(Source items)
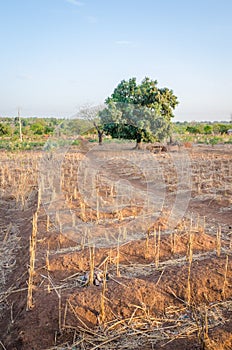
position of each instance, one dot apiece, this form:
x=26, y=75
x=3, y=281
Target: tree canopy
x=139, y=111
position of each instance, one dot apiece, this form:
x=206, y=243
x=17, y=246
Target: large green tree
x=139, y=111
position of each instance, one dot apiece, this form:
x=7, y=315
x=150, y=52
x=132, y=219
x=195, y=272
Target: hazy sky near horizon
x=57, y=55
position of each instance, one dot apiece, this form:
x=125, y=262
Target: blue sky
x=57, y=55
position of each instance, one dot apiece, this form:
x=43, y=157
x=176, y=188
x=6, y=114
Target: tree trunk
x=138, y=145
x=138, y=141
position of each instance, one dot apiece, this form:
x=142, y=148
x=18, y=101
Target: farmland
x=106, y=247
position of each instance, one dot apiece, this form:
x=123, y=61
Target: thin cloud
x=92, y=19
x=75, y=2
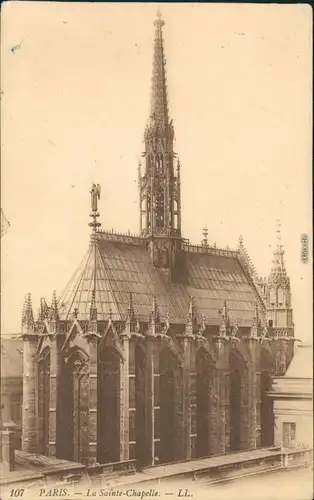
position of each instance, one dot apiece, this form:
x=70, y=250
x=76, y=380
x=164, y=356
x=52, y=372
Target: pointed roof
x=159, y=102
x=118, y=265
x=90, y=284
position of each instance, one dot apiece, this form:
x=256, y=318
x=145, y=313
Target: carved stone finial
x=155, y=311
x=43, y=312
x=225, y=320
x=27, y=314
x=95, y=196
x=240, y=242
x=205, y=237
x=203, y=325
x=159, y=22
x=93, y=308
x=255, y=322
x=235, y=327
x=191, y=320
x=54, y=308
x=110, y=314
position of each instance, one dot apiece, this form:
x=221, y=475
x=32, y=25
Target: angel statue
x=95, y=196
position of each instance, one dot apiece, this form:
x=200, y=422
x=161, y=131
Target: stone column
x=124, y=399
x=253, y=395
x=53, y=398
x=8, y=455
x=221, y=443
x=6, y=407
x=186, y=453
x=29, y=414
x=149, y=401
x=93, y=382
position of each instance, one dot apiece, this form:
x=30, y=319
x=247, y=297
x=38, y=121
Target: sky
x=75, y=89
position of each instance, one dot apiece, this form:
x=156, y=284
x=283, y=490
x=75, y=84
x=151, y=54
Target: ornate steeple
x=278, y=291
x=160, y=213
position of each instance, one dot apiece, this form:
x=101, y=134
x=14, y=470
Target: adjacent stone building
x=158, y=350
x=293, y=401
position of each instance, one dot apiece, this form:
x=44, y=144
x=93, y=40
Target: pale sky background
x=75, y=100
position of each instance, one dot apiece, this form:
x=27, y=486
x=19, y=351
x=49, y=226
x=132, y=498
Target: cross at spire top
x=159, y=22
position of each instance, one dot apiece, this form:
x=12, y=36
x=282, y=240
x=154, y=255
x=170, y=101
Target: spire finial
x=93, y=309
x=278, y=253
x=191, y=323
x=43, y=312
x=159, y=22
x=27, y=314
x=225, y=320
x=159, y=103
x=205, y=235
x=240, y=242
x=54, y=308
x=95, y=196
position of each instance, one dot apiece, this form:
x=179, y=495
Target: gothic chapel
x=158, y=350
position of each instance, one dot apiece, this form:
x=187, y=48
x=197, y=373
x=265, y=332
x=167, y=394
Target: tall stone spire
x=160, y=212
x=159, y=102
x=278, y=291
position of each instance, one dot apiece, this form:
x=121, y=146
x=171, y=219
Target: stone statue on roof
x=95, y=196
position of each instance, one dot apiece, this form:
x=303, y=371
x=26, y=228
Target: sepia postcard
x=156, y=251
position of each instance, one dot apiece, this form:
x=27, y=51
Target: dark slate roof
x=11, y=357
x=116, y=267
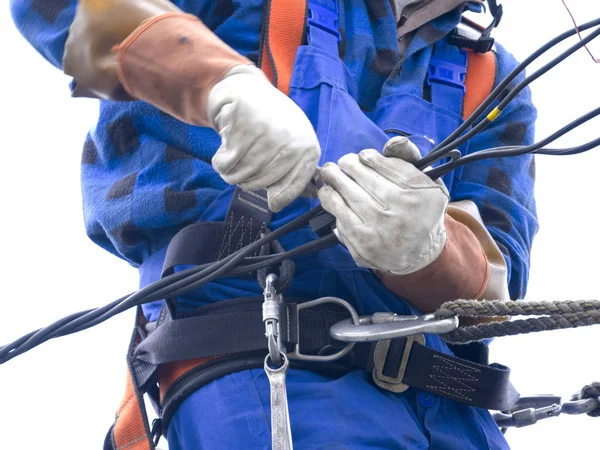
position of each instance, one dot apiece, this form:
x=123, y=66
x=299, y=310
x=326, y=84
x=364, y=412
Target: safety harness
x=181, y=352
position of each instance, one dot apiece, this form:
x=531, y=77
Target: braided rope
x=591, y=391
x=555, y=315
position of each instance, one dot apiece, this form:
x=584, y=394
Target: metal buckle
x=297, y=353
x=446, y=72
x=529, y=410
x=324, y=18
x=393, y=384
x=381, y=326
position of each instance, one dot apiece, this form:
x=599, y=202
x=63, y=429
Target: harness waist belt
x=228, y=336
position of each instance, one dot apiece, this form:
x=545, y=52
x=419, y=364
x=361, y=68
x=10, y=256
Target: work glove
x=389, y=214
x=267, y=140
x=173, y=61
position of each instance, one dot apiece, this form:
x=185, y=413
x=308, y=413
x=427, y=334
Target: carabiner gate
x=382, y=326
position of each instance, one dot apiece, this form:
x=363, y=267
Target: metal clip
x=582, y=406
x=393, y=384
x=525, y=417
x=271, y=318
x=297, y=353
x=382, y=326
x=529, y=410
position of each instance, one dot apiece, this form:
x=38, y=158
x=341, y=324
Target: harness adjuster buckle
x=448, y=73
x=297, y=353
x=380, y=356
x=324, y=19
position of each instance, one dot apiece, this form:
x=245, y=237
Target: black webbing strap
x=247, y=217
x=235, y=328
x=480, y=385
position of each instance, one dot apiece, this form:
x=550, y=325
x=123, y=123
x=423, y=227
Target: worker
x=199, y=96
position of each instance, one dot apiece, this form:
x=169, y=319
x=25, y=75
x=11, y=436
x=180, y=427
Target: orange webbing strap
x=131, y=430
x=284, y=25
x=479, y=81
x=170, y=372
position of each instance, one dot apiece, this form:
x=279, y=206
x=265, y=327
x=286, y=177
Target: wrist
x=460, y=271
x=173, y=61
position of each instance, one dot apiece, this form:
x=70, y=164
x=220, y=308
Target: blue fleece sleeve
x=503, y=188
x=45, y=24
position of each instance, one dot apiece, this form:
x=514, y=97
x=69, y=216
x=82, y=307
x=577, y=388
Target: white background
x=64, y=393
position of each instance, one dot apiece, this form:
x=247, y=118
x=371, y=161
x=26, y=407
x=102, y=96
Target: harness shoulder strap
x=479, y=81
x=459, y=79
x=283, y=32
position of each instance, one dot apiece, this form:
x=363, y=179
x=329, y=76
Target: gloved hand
x=267, y=140
x=176, y=63
x=389, y=214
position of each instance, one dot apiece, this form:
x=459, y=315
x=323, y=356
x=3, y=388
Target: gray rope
x=591, y=391
x=555, y=315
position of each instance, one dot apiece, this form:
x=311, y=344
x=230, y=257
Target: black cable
x=172, y=286
x=498, y=90
x=421, y=164
x=521, y=150
x=189, y=279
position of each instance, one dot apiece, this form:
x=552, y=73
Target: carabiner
x=382, y=326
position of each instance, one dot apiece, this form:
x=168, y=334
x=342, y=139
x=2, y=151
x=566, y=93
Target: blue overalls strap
x=247, y=217
x=446, y=76
x=322, y=25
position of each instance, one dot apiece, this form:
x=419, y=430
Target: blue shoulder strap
x=446, y=76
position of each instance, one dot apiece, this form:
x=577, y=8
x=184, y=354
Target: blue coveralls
x=348, y=412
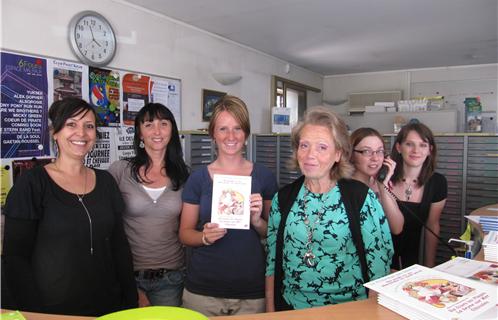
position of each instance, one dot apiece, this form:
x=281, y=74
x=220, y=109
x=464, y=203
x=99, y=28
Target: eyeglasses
x=370, y=153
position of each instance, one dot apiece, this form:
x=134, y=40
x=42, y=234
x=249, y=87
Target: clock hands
x=93, y=37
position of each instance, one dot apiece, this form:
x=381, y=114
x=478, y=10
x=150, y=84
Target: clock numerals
x=92, y=38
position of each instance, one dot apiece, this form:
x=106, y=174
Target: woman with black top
x=64, y=249
x=421, y=192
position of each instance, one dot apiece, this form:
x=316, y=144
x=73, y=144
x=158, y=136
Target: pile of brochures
x=421, y=293
x=490, y=244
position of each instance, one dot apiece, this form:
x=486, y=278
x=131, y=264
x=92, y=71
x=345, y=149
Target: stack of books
x=418, y=292
x=472, y=269
x=490, y=244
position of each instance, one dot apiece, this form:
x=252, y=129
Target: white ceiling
x=350, y=36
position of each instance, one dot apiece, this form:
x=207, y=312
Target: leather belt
x=151, y=274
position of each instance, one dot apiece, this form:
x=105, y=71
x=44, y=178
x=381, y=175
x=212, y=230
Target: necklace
x=80, y=199
x=309, y=256
x=408, y=189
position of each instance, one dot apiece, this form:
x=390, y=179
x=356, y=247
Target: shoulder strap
x=353, y=194
x=286, y=197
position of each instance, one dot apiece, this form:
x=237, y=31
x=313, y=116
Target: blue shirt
x=234, y=266
x=336, y=277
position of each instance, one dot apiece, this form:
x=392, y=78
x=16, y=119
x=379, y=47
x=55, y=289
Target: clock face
x=92, y=38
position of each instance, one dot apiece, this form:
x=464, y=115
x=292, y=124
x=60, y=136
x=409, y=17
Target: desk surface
x=365, y=309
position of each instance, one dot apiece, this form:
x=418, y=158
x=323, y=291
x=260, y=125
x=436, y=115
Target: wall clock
x=92, y=38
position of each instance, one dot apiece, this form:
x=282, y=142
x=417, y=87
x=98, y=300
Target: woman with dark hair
x=368, y=157
x=64, y=248
x=151, y=183
x=421, y=192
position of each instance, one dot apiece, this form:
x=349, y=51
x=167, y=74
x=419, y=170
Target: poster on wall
x=166, y=92
x=20, y=167
x=24, y=106
x=66, y=79
x=104, y=151
x=5, y=180
x=104, y=95
x=135, y=95
x=124, y=143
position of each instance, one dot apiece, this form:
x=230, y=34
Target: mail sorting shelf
x=450, y=163
x=482, y=172
x=199, y=149
x=469, y=163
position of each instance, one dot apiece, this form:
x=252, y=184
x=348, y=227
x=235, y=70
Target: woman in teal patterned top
x=320, y=263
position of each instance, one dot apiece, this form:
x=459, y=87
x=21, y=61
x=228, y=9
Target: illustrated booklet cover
x=418, y=292
x=231, y=201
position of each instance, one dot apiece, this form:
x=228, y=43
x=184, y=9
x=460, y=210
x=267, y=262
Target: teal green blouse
x=336, y=275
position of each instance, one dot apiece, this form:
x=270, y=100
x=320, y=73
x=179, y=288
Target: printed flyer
x=418, y=292
x=167, y=93
x=135, y=95
x=231, y=201
x=66, y=79
x=24, y=107
x=104, y=96
x=103, y=153
x=124, y=143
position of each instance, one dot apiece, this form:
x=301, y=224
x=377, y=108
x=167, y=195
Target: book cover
x=231, y=201
x=418, y=292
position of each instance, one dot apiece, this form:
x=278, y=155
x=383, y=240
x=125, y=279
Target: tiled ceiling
x=350, y=36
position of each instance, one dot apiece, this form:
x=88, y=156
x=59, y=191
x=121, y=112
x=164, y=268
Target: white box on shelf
x=281, y=121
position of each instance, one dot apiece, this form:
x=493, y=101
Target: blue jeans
x=165, y=291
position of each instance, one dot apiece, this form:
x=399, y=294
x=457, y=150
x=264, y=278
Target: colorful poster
x=104, y=151
x=5, y=181
x=24, y=106
x=66, y=79
x=135, y=95
x=124, y=143
x=104, y=93
x=19, y=167
x=167, y=93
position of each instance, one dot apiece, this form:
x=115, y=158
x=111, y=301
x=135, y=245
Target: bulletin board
x=455, y=92
x=30, y=84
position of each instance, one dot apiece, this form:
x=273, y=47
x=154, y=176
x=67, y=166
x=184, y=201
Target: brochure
x=418, y=292
x=231, y=201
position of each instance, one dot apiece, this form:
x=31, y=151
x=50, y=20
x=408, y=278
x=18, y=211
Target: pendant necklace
x=408, y=189
x=309, y=256
x=80, y=199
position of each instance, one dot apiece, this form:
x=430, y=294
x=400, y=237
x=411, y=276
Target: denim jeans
x=165, y=291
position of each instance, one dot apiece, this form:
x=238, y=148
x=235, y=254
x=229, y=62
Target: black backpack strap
x=353, y=194
x=286, y=197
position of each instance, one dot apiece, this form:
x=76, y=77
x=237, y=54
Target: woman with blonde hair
x=225, y=272
x=327, y=234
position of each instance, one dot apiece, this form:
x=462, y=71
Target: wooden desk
x=483, y=211
x=365, y=309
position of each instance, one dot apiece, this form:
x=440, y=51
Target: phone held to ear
x=381, y=175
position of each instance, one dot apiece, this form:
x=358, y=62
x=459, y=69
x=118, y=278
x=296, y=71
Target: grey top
x=151, y=226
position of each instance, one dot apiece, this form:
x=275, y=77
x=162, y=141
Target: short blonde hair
x=321, y=116
x=237, y=108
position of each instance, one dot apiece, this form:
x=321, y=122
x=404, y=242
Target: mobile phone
x=381, y=175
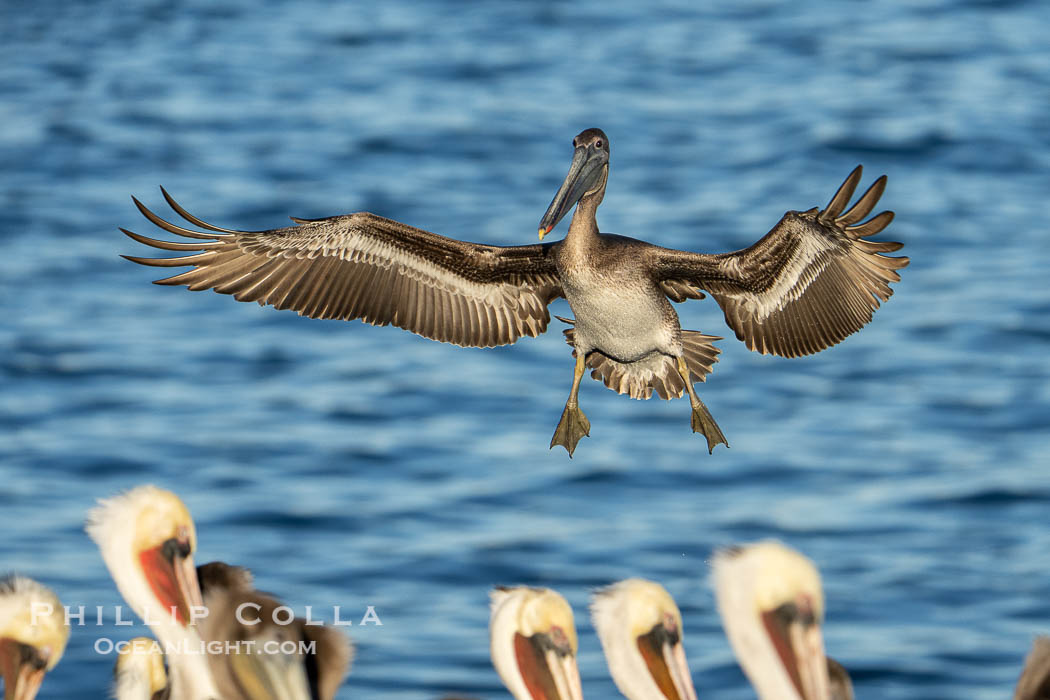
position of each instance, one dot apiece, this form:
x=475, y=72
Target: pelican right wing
x=369, y=268
x=805, y=285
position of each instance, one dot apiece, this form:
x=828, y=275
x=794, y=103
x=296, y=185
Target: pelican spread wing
x=807, y=283
x=365, y=267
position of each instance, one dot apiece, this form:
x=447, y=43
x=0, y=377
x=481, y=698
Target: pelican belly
x=626, y=321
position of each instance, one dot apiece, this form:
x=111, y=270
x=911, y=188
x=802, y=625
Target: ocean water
x=356, y=466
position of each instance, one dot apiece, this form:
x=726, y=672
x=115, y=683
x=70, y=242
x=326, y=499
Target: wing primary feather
x=190, y=217
x=170, y=246
x=865, y=204
x=870, y=227
x=180, y=261
x=171, y=228
x=841, y=197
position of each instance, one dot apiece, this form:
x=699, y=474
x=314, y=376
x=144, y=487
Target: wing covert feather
x=369, y=268
x=809, y=283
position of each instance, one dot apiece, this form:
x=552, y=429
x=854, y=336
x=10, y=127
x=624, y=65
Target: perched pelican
x=147, y=539
x=33, y=635
x=139, y=673
x=639, y=627
x=1034, y=681
x=806, y=284
x=532, y=639
x=772, y=607
x=256, y=673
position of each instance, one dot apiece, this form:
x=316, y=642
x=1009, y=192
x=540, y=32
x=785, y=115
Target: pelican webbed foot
x=701, y=420
x=704, y=422
x=572, y=426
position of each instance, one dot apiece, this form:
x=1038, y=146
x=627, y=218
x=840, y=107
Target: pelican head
x=587, y=176
x=639, y=627
x=772, y=607
x=140, y=670
x=533, y=643
x=147, y=539
x=33, y=635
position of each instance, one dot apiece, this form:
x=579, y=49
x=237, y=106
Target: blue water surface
x=356, y=466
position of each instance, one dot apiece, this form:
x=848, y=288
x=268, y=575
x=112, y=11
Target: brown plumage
x=1034, y=680
x=810, y=282
x=238, y=613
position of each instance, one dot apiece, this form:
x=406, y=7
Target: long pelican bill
x=171, y=574
x=772, y=607
x=639, y=627
x=33, y=635
x=548, y=666
x=794, y=631
x=587, y=173
x=533, y=643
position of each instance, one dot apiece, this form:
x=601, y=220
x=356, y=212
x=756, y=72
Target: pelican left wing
x=365, y=267
x=807, y=283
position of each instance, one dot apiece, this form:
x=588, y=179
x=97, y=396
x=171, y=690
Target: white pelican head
x=772, y=608
x=533, y=643
x=33, y=635
x=639, y=627
x=147, y=539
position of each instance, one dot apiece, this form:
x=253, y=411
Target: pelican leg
x=702, y=421
x=573, y=424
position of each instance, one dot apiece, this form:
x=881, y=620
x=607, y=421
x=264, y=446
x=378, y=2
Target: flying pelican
x=641, y=630
x=772, y=607
x=810, y=282
x=139, y=673
x=33, y=635
x=532, y=639
x=1034, y=681
x=147, y=541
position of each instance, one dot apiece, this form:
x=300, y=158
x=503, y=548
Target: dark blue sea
x=355, y=466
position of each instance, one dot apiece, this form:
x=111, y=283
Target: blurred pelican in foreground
x=139, y=673
x=1034, y=681
x=772, y=607
x=532, y=639
x=147, y=541
x=33, y=635
x=639, y=627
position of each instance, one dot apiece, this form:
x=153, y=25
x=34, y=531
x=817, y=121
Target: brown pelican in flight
x=641, y=630
x=33, y=635
x=147, y=539
x=772, y=607
x=810, y=282
x=532, y=638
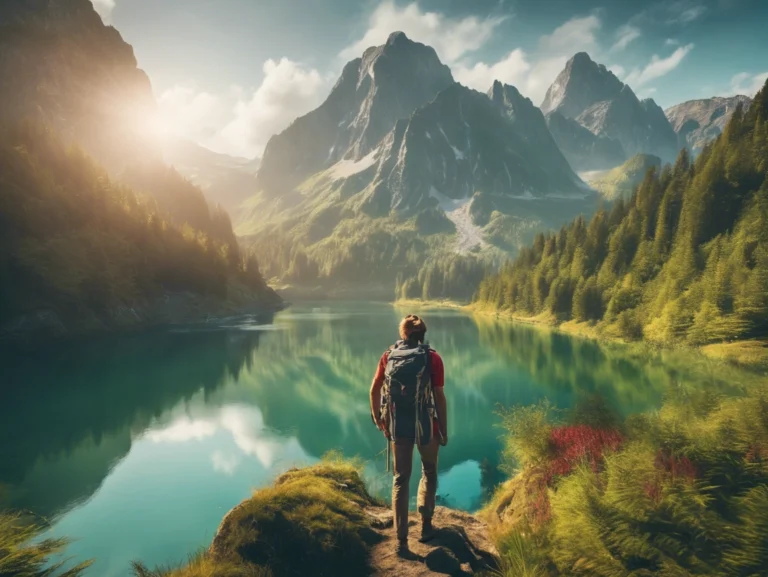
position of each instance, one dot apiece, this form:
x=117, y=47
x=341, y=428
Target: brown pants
x=402, y=449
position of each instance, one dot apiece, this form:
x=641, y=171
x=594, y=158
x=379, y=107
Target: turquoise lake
x=136, y=445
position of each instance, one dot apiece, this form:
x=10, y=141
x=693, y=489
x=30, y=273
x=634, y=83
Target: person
x=408, y=405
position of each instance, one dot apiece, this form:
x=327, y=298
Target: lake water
x=137, y=445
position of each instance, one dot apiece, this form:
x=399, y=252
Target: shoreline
x=750, y=354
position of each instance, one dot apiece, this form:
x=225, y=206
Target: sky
x=229, y=74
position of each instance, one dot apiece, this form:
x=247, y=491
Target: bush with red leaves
x=670, y=469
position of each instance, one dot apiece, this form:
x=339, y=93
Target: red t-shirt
x=437, y=375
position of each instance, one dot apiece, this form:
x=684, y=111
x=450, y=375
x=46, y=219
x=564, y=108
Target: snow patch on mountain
x=468, y=234
x=346, y=168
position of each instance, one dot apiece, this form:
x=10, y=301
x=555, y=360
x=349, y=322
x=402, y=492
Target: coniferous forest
x=685, y=260
x=78, y=243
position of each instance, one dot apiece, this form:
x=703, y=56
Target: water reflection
x=70, y=413
x=141, y=443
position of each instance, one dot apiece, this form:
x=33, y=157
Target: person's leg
x=402, y=450
x=428, y=485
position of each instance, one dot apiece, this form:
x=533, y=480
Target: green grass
x=22, y=554
x=686, y=493
x=310, y=522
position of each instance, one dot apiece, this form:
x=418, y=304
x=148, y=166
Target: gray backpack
x=407, y=403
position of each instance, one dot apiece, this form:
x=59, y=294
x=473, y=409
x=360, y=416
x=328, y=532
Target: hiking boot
x=402, y=549
x=427, y=531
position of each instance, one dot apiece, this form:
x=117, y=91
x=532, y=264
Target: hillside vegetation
x=684, y=261
x=681, y=491
x=77, y=243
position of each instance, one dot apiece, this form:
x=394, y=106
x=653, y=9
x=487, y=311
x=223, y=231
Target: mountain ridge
x=591, y=95
x=387, y=83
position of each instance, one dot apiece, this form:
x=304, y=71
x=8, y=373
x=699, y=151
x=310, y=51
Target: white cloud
x=748, y=84
x=576, y=35
x=512, y=69
x=241, y=123
x=104, y=8
x=625, y=36
x=182, y=431
x=452, y=38
x=618, y=70
x=690, y=14
x=533, y=73
x=657, y=67
x=224, y=464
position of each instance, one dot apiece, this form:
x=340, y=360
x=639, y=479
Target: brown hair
x=412, y=326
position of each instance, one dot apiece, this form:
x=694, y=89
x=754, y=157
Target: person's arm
x=375, y=394
x=442, y=414
x=438, y=388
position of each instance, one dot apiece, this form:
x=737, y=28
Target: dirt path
x=461, y=546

▸ Task goal
Gather every line from the items above that contains the string "metal", and copy each one in full.

▸ Result
Target: metal buckle
Target: metal clip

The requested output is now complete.